— Start of Source material —

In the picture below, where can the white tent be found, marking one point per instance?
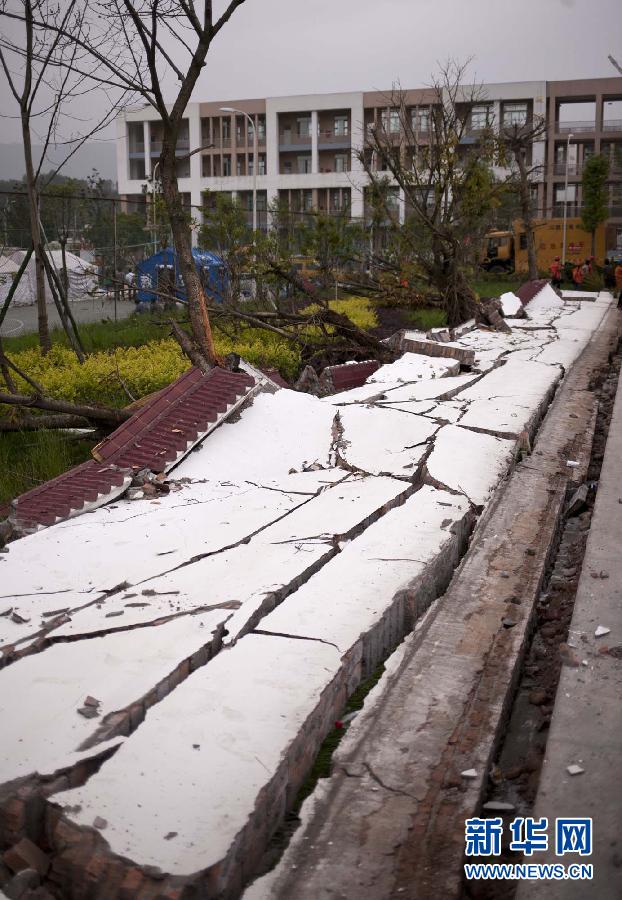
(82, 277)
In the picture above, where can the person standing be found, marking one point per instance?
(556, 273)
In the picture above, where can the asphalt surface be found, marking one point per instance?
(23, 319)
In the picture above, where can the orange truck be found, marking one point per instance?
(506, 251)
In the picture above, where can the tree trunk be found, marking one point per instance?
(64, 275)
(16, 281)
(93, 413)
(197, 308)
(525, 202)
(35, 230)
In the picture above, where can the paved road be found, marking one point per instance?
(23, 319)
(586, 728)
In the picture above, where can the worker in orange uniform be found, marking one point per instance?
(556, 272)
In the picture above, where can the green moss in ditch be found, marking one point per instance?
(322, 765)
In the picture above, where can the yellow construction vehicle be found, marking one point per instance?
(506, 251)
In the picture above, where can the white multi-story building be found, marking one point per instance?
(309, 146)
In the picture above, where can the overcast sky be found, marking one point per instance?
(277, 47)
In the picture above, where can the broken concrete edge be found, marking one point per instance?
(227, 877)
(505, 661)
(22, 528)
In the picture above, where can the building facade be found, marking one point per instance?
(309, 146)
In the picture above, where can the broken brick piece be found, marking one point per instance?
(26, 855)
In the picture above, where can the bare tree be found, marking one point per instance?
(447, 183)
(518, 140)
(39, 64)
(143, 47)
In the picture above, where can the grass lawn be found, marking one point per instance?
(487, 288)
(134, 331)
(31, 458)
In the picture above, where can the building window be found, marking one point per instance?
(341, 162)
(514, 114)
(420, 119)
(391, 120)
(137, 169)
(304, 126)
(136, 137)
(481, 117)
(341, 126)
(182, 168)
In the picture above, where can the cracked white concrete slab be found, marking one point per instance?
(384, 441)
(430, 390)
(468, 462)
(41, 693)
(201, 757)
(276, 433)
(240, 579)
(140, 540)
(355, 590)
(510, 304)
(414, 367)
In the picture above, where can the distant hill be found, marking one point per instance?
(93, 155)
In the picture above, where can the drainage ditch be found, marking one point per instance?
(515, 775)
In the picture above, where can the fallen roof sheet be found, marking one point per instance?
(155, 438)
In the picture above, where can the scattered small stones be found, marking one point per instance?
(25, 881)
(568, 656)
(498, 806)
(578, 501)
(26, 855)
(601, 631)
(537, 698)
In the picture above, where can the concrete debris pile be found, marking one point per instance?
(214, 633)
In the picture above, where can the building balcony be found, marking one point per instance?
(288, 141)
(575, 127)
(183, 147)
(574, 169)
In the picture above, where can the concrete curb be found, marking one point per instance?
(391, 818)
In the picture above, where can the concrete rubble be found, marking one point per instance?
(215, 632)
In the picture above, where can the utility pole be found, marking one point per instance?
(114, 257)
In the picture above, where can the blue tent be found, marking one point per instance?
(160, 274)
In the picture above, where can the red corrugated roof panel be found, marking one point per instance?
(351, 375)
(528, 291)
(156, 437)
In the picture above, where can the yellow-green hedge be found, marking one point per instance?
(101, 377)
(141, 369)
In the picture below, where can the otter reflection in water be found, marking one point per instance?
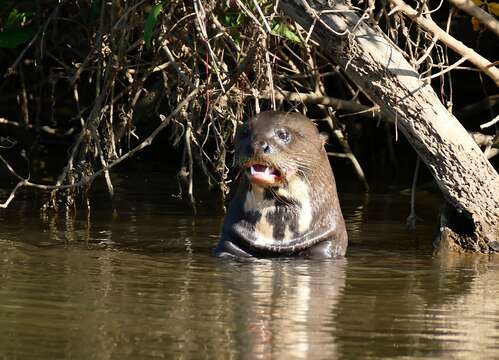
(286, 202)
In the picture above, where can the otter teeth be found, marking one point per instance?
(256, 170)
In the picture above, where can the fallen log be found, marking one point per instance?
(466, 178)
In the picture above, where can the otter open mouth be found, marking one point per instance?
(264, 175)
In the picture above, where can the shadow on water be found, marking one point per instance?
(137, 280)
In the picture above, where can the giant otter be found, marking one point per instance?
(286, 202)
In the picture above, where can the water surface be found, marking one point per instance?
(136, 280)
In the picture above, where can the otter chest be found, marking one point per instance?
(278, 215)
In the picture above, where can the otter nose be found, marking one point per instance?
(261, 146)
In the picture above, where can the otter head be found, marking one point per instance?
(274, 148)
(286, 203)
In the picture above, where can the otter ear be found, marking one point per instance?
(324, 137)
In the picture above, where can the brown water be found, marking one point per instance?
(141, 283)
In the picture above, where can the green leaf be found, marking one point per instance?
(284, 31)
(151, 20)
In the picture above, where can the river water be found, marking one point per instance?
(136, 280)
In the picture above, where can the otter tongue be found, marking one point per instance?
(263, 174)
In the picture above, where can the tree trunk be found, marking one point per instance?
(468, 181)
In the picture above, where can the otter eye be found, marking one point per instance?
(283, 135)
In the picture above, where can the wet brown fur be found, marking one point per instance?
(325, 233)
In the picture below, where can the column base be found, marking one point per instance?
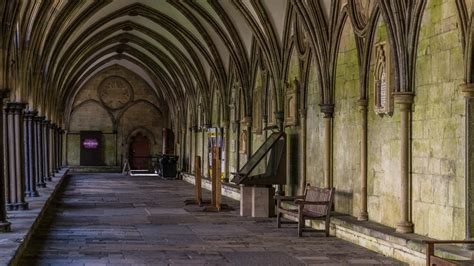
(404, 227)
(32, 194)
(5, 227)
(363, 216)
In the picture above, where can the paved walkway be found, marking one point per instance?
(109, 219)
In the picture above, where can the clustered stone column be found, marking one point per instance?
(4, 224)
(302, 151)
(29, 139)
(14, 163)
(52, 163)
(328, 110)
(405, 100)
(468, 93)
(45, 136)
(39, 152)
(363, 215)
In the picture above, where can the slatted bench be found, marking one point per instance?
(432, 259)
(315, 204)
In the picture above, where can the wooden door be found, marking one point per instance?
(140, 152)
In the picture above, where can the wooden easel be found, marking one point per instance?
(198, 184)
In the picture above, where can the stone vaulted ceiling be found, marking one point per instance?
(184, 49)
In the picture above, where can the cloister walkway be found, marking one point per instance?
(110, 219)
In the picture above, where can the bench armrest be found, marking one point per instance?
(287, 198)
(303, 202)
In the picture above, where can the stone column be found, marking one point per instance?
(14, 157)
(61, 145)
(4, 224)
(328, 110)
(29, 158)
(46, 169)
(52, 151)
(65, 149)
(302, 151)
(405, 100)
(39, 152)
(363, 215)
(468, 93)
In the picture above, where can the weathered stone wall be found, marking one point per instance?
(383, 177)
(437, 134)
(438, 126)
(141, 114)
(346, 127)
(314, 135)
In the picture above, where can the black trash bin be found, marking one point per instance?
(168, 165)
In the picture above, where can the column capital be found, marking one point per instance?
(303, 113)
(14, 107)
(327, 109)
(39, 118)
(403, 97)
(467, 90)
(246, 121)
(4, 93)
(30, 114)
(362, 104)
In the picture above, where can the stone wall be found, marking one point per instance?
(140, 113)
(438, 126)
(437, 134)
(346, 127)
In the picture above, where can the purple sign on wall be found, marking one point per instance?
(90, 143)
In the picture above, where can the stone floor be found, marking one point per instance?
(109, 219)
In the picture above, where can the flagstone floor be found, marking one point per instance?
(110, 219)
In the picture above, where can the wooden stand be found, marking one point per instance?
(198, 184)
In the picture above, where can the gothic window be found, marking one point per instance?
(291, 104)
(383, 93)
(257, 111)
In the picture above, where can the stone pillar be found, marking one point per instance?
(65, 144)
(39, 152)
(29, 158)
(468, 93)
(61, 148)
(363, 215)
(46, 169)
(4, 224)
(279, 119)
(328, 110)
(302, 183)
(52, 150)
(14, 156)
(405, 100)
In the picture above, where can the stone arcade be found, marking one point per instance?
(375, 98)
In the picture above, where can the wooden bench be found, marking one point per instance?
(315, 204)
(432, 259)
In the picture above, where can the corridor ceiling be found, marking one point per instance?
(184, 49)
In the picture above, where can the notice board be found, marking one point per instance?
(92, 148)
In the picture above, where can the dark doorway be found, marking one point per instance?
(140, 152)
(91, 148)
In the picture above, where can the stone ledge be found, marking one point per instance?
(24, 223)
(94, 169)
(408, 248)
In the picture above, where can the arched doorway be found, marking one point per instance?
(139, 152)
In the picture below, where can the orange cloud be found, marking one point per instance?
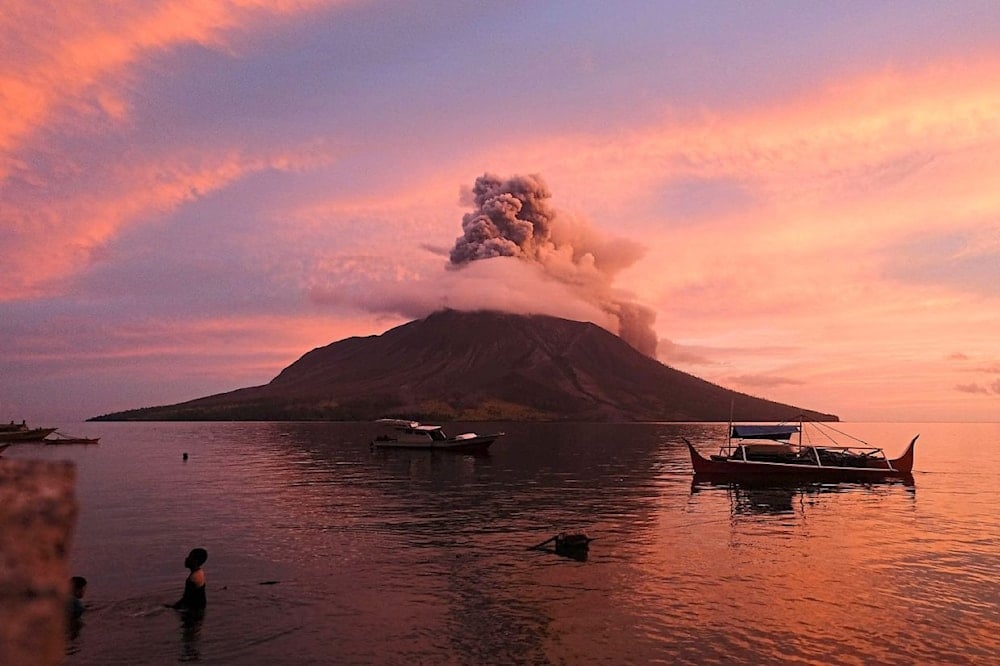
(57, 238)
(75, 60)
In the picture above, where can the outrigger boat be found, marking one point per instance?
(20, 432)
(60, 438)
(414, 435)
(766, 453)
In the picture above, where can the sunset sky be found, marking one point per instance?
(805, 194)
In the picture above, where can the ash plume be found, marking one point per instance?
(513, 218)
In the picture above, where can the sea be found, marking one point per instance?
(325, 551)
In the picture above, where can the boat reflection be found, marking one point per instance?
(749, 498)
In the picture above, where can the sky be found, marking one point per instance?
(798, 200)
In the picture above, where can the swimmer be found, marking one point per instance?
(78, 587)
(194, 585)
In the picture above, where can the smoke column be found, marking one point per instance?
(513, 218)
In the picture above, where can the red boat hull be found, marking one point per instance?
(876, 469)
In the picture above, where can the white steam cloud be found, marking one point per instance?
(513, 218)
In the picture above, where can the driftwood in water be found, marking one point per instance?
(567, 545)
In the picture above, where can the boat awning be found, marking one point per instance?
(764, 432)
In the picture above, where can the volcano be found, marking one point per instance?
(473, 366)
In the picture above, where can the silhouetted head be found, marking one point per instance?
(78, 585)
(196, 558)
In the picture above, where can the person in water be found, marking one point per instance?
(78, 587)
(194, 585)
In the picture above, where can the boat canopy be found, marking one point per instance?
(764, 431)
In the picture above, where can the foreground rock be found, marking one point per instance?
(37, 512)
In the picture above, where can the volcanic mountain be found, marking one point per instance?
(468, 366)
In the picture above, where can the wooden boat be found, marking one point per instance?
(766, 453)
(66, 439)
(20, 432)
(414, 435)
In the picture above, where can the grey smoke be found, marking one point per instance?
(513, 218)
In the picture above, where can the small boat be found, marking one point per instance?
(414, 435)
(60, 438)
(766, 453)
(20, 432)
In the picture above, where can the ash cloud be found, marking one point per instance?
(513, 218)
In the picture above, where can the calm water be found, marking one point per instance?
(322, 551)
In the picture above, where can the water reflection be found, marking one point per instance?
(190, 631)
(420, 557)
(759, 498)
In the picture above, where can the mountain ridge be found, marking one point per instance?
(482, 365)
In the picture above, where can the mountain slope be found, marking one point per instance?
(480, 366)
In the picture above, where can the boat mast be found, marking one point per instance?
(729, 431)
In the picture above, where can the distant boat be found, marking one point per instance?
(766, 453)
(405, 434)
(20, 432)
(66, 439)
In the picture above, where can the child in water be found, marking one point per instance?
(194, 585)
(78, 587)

— End of Source material —

Render the entries from the line containing "In the picture above, where can the mountain slope" up to and including the last line of the entries as a JSON list of strings, one string per line, with any blank lines omitted.

Output:
[
  "In the picture above, where can the mountain slope be found, marking one point per instance?",
  "(480, 366)",
  "In the picture above, where can the boat mast be found, marking one point per instance?",
  "(729, 431)",
  "In the picture above, where can the distant boat be found, marking one point per instance?",
  "(766, 453)",
  "(405, 434)",
  "(20, 432)",
  "(66, 439)",
  "In the picture above, where can the child in water be found, marking one point per instance?",
  "(194, 585)",
  "(78, 587)"
]